- **Records shown**
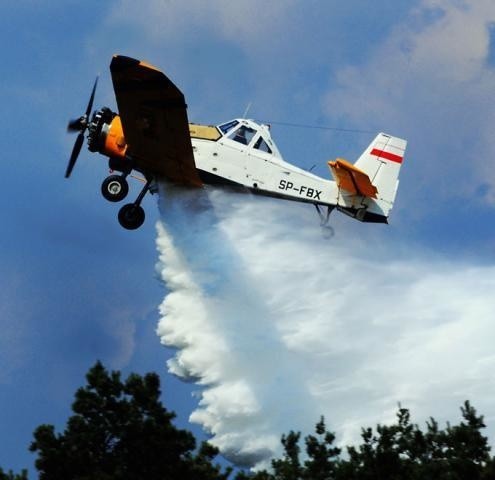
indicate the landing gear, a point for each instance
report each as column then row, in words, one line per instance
column 131, row 215
column 115, row 188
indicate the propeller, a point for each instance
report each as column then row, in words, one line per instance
column 79, row 125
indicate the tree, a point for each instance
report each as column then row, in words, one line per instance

- **Written request**
Arrange the lines of the items above as a numbered list, omitting any blank lines, and leave the pictures out of your answer.

- **Response**
1. indicate the landing gear, a point for each instance
2. report each as column then row, in words, one line per instance
3. column 131, row 215
4. column 115, row 188
5. indicate the propeller, a point for each instance
6. report each as column then row, in words, one line per instance
7. column 79, row 125
8. indicate the tree, a point for each instance
9. report each as column then row, in words, one line per instance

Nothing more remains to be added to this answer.